### GIVEN PASSAGE

>>>

Hi Simon.

Excerpts from Simon Marlow's message of Qui Mai 27 05:38:16 -0300 2010:
> On 27/05/2010 00:08, Marco Túlio Gontijo e Silva wrote:
> 
> > I've made some patches to GHC to correct these issues.  I don't know if 
> > you're
> > willing to recieve these kind of small patches, but I'll send them anyway.
> 
> I didn't see any patches - did you forget to attach them?

I didn't intend to attach them, but to send them afterwards.  I was waiting for
GHC to build correctly before I send them.  They were sent now to the list.

(...)
> > Ok.  There's also the corner case where the object starts in the beginning 
> > of
> > the Line, in which we can consider the next Line to be empty, but probably 
> > it's
> > not an issue to ignore this one.
> 
> That's a worthwhile optimisation, I think.

<<<

### SUPPLIED MATERIAL
>>>

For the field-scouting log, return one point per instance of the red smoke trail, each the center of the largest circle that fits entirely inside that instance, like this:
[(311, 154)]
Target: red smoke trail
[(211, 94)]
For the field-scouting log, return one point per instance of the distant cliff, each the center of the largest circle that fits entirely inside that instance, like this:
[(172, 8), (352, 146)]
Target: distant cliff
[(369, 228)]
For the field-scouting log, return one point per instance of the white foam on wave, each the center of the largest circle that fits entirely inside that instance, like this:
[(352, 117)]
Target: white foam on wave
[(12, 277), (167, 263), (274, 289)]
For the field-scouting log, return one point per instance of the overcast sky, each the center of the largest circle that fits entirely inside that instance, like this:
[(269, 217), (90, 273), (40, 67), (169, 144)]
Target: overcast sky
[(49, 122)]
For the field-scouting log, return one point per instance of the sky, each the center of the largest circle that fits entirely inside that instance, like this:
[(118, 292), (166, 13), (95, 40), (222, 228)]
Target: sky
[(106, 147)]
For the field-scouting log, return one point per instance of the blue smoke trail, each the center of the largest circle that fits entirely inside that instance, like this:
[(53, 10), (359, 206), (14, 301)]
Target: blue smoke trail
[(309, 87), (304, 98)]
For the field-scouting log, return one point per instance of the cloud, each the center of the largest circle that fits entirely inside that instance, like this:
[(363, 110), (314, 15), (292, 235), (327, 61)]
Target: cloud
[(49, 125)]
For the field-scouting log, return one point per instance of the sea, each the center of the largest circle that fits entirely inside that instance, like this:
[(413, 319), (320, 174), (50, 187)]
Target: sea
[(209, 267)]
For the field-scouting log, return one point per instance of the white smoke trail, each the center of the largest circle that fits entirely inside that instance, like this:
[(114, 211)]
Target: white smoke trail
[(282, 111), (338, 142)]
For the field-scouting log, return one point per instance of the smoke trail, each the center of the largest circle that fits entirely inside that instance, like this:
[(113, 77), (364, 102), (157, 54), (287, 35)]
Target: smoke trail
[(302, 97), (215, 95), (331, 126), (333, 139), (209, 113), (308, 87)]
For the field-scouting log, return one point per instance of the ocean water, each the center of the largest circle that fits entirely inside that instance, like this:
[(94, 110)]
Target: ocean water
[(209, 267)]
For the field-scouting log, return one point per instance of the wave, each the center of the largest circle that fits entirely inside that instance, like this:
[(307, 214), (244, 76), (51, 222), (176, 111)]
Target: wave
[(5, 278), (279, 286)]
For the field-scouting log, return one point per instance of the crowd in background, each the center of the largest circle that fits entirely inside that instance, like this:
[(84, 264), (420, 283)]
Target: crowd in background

<<<

### WORK TO COMPLETE
Summarize the email in two sentences. The items have no connection to the email.

### REPLY
Replying to Simon Marlow, who had seen no patches, Marco Túlio Gontijo e Silva explains that the GHC patches were never meant to be attached but to be sent afterward, once GHC built correctly, and that they have now been sent to the list. The email also recalls a corner case where an object starts at the beginning of a Line, so the next Line could be considered empty; Marco Túlio Gontijo e Silva thought it could probably be ignored, but Simon Marlow calls it a worthwhile optimization.